**Exercise brief**
Could the lines from the start of the data through the line with "mark: the duck's body, one point per instance" be set down exactly, with no pictures among them?

[Point-per-instance localization data]
★ ★ ★

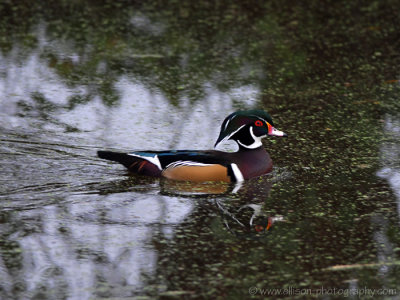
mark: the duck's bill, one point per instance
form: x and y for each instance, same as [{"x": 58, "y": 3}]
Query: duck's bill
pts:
[{"x": 276, "y": 132}]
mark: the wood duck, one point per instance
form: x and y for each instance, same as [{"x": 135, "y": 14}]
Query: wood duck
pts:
[{"x": 246, "y": 128}]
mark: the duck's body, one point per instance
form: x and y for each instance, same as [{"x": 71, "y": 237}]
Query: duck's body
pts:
[{"x": 245, "y": 127}]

★ ★ ★

**Task solution**
mark: the duck's bill, one point per instance
form: x and y for each instance, same as [{"x": 58, "y": 3}]
Query: duck's bill
pts:
[{"x": 276, "y": 132}]
mark: the wood duck, one point per instance
form: x and y for each instance, same as [{"x": 135, "y": 14}]
Query: wood duck
pts:
[{"x": 246, "y": 128}]
mark: the duck's body, one point per instance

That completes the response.